● **Written problem**: Repeat every entry word for word, but leave the images out of your copy.

** begin Given data **

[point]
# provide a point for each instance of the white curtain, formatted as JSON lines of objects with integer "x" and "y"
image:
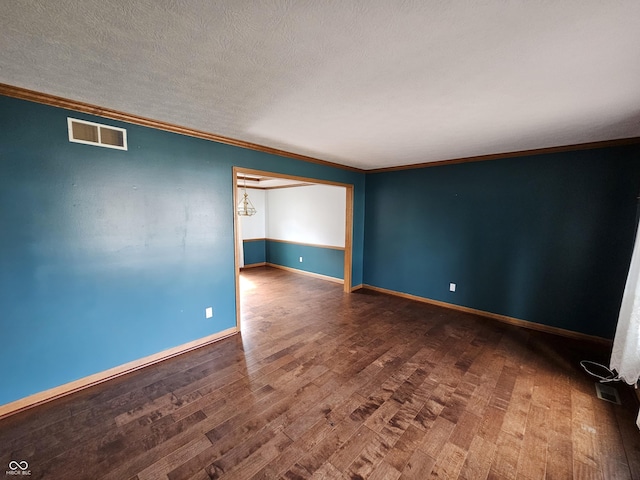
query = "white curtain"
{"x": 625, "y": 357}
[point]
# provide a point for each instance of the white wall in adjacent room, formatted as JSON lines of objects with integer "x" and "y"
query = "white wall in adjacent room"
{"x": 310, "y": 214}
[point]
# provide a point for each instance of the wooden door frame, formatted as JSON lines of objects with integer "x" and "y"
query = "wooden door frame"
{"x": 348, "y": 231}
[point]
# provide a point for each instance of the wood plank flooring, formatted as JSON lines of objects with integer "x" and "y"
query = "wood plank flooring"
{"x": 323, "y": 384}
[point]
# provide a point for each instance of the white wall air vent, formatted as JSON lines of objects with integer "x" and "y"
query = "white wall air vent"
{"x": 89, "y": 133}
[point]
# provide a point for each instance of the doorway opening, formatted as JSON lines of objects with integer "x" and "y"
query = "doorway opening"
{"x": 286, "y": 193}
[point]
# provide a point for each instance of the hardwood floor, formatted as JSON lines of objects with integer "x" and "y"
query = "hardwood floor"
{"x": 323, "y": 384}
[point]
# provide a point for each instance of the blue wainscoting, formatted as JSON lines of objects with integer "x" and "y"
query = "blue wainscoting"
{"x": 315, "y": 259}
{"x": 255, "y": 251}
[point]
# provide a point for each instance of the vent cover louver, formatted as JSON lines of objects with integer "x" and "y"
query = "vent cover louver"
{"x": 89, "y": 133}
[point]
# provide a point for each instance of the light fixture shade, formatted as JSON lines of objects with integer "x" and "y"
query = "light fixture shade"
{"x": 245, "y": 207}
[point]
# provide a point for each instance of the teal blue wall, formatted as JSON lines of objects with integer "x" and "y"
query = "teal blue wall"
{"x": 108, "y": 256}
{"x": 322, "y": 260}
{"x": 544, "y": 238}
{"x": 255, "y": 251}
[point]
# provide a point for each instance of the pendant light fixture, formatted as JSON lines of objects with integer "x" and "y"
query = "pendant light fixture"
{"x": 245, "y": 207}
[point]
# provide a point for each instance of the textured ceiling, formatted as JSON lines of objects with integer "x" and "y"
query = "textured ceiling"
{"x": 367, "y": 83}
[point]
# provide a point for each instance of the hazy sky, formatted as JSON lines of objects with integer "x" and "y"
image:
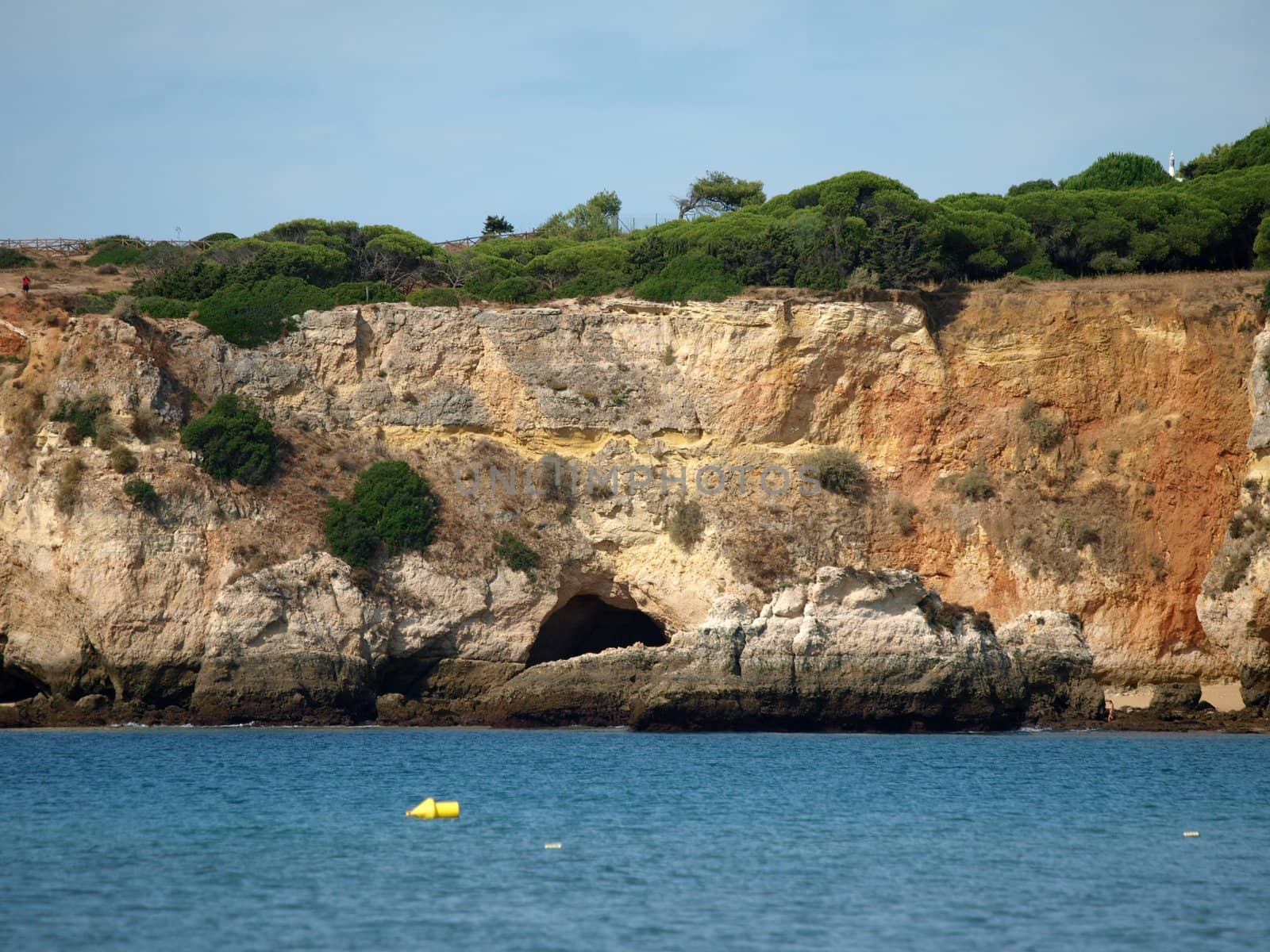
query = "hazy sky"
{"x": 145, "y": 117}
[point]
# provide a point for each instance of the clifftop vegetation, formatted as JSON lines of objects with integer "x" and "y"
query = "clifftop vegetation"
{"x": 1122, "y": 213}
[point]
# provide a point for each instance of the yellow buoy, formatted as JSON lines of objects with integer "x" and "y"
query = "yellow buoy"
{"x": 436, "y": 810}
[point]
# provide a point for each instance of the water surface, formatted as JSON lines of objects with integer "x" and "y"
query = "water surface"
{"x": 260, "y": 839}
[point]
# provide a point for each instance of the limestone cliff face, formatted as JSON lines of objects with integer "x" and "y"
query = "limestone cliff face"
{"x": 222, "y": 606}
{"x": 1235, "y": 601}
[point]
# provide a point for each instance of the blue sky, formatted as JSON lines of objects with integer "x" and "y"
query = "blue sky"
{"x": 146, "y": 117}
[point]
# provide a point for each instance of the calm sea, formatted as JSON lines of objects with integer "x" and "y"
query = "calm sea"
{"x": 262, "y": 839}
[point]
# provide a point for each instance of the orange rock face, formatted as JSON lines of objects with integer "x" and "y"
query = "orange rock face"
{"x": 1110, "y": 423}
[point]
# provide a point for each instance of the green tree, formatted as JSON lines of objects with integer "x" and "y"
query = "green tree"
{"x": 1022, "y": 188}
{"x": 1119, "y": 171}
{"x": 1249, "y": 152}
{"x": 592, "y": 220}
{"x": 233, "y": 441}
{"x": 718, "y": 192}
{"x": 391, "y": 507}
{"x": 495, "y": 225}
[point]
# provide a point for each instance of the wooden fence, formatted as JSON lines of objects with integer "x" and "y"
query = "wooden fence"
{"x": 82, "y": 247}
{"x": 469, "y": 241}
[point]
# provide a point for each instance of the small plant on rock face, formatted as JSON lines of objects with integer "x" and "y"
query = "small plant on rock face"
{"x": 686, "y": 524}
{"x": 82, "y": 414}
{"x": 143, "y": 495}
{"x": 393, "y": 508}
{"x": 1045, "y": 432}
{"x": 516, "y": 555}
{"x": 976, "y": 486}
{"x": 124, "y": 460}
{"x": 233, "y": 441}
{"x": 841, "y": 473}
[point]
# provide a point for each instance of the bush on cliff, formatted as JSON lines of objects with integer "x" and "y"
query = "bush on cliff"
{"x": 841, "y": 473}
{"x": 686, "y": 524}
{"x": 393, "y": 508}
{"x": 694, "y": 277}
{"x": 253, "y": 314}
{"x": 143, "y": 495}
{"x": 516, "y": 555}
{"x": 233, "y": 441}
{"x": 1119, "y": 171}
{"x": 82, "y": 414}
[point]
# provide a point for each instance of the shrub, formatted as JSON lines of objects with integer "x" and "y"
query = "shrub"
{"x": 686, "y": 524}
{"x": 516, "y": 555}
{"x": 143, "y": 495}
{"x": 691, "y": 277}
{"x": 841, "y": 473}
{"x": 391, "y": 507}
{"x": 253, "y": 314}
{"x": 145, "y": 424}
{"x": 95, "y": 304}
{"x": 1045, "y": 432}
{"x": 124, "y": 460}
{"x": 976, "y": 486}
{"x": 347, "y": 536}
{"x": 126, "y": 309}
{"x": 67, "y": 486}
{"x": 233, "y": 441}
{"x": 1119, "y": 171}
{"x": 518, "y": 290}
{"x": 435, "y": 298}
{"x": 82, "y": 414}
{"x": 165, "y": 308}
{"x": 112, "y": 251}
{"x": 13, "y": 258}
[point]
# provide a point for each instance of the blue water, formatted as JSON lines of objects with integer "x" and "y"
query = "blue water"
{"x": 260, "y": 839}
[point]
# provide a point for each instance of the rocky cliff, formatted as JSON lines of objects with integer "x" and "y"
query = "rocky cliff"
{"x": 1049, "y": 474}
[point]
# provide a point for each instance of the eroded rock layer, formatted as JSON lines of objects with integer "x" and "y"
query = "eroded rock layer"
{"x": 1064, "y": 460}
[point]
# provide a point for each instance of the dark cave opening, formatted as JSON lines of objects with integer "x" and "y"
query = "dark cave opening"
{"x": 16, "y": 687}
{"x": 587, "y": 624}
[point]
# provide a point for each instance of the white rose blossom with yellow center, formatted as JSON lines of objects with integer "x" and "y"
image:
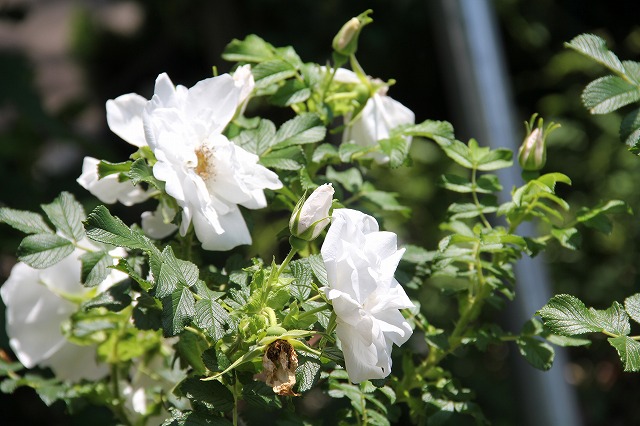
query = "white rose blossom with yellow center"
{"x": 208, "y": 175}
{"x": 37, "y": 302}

** end Given data **

● **Correct result**:
[point]
# provide a point for each instance of the white curtain, formatted as JSON lines of objects with integer "x" and "y"
image:
query = "white curtain"
{"x": 625, "y": 357}
[point]
# provide a point for each instance of the white wall in adjacent room, formatted as JSON lines of objects with integer "x" and "y"
query = "white wall in adjacent room"
{"x": 310, "y": 214}
[point]
# provide a point for each instance of the wooden door frame, formatted as JSON lines of objects with integer "x" and "y"
query = "wooden door frame"
{"x": 348, "y": 231}
[point]
# provide a point for each instance of the wood plank flooring, formatted as JSON lines of objects with integer "x" and "y"
query = "wood plank flooring"
{"x": 323, "y": 384}
[point]
# provide a point for each instance of the white wall air vent, formatted as JSON lines of objects with integer "x" and "y"
query = "white wall air vent"
{"x": 89, "y": 133}
[point]
# provide a point for each instance of the doorway opening, formatted as JSON lines of objects with integer "x" and "y"
query = "doorway opening"
{"x": 286, "y": 193}
[point]
# provide a point for each instance of the hardwood floor, formatted as JSON lines of objects with integer "x" and "y"
query = "hardwood floor"
{"x": 323, "y": 384}
[point]
# provide a point for each instance of the blue wainscoting, formatted as JSON lines of objects with integer "x" and "y"
query = "blue wainscoting"
{"x": 315, "y": 259}
{"x": 255, "y": 251}
[point]
# provide a point for each instance of the vent cover louver, formatted as JSON lines of objects with integer "x" and "y"
query = "vent cover louver"
{"x": 89, "y": 133}
[point]
# provide a point for each instance of the light fixture shade, formatted as JSON lines of objects with integer "x" and "y"
query = "light fixture shade"
{"x": 245, "y": 207}
[point]
# provide a point for each instance of the teal blue wall, formatted as JSON lines of objects with integer "x" and "y"
query = "teal blue wall"
{"x": 108, "y": 256}
{"x": 322, "y": 260}
{"x": 544, "y": 238}
{"x": 255, "y": 251}
[point]
# provide a point for each instance of the pendant light fixture, formatted as JSON lines of objects with integer "x" and "y"
query = "pendant light fixture"
{"x": 245, "y": 207}
[point]
# provide a point for each instance of the textured ceiling, formatted as JSON lines of objects with integer "x" and "y"
query = "textured ceiling"
{"x": 367, "y": 83}
[point]
# provide a point for each instance of the hazy sky, formatted as JSON lines of objects with integer "x" and "y"
image:
query = "hazy sky"
{"x": 145, "y": 117}
[point]
# provide a point for each instance of the clifftop vegetation, formatted as JSON lines of objects with integer "x" and "y"
query = "clifftop vegetation"
{"x": 1122, "y": 213}
[point]
# provide a point for each instance of the yellow buoy, formatted as JSON lines of objects with integer "x" and "y"
query = "yellow buoy"
{"x": 436, "y": 810}
[point]
# provide a point for each instance of the water surface, formatted as JSON lines of objects with integer "x" and "y"
query = "water surface"
{"x": 260, "y": 839}
[point]
# provide a point for each instance of the limestone cliff face, formatted as JSON lines of objects with integer "x" and "y"
query = "limestone cliff face"
{"x": 222, "y": 606}
{"x": 1235, "y": 601}
[point]
# provide a point for each instance of the blue sky, formatted as JSON lines of objects with integer "x" and "y"
query = "blue sky"
{"x": 146, "y": 117}
[point]
# provide a point for each instance of the calm sea, formatted as JSON lines of objects with integer "x" and "y"
query = "calm sea"
{"x": 262, "y": 839}
[point]
# provide a point for each instance of the orange rock face, formatted as JSON lines of objects with integer "x" and "y"
query = "orange rock face"
{"x": 1110, "y": 423}
[point]
# provide a point for each instance of the green tree, formatted as JSON lines of objects with integer "x" and "y"
query = "green tree"
{"x": 1022, "y": 188}
{"x": 1119, "y": 171}
{"x": 1249, "y": 152}
{"x": 592, "y": 220}
{"x": 233, "y": 441}
{"x": 718, "y": 192}
{"x": 391, "y": 507}
{"x": 495, "y": 225}
[point]
# provide a point for each instance of the wooden fence, formatted as JSON lines of objects with integer "x" and "y"
query = "wooden fence"
{"x": 82, "y": 247}
{"x": 469, "y": 241}
[point]
# provide a point for each instance of the small plant on rock face, formatted as JSON lines of objects with integer "x" and "y"
query = "small plant on rock face"
{"x": 686, "y": 524}
{"x": 82, "y": 414}
{"x": 143, "y": 495}
{"x": 393, "y": 508}
{"x": 1045, "y": 432}
{"x": 516, "y": 555}
{"x": 976, "y": 486}
{"x": 124, "y": 460}
{"x": 233, "y": 441}
{"x": 841, "y": 473}
[point]
# provide a point for each instance of the bush on cliff, formatted as JSON lines of objects with integer "x" and "y"
query = "bush on cliff"
{"x": 841, "y": 473}
{"x": 686, "y": 524}
{"x": 393, "y": 508}
{"x": 694, "y": 277}
{"x": 253, "y": 314}
{"x": 143, "y": 495}
{"x": 516, "y": 555}
{"x": 233, "y": 441}
{"x": 1119, "y": 171}
{"x": 82, "y": 414}
[point]
# provide a point for each instance of the shrub, formatted as JSON lines of objects with integer "x" and "y"
query = "shrub"
{"x": 686, "y": 524}
{"x": 516, "y": 555}
{"x": 143, "y": 495}
{"x": 691, "y": 277}
{"x": 841, "y": 473}
{"x": 391, "y": 507}
{"x": 253, "y": 314}
{"x": 145, "y": 424}
{"x": 95, "y": 304}
{"x": 1045, "y": 432}
{"x": 124, "y": 460}
{"x": 976, "y": 486}
{"x": 347, "y": 536}
{"x": 126, "y": 309}
{"x": 67, "y": 486}
{"x": 233, "y": 441}
{"x": 1119, "y": 171}
{"x": 518, "y": 290}
{"x": 435, "y": 298}
{"x": 82, "y": 414}
{"x": 165, "y": 308}
{"x": 112, "y": 251}
{"x": 13, "y": 258}
[point]
# provide a point for each instance of the blue water, formatted as JSON lines of objects with integer "x" and "y"
query = "blue water"
{"x": 260, "y": 839}
[point]
# provide a point for each instance of the rocky cliff, formatted as JSON lines of objects with integer "x" and "y"
query = "rocky cliff"
{"x": 1049, "y": 474}
[point]
# provide a point for each instance of the eroded rock layer, formatted as JSON lines of objects with integer "x" and "y"
query = "eroded rock layer"
{"x": 1064, "y": 460}
[point]
# provide a point for each instance of the dark cave opening, formatted as JSON lines of objects with integer "x" and "y"
query = "dark cave opening"
{"x": 16, "y": 687}
{"x": 587, "y": 624}
[point]
# provide a point for each instance of the white rose blossom with yellow center, formatted as JSON lines of objects with integer "x" and "y"
image:
query = "white rose blossom with yellow center"
{"x": 208, "y": 175}
{"x": 37, "y": 302}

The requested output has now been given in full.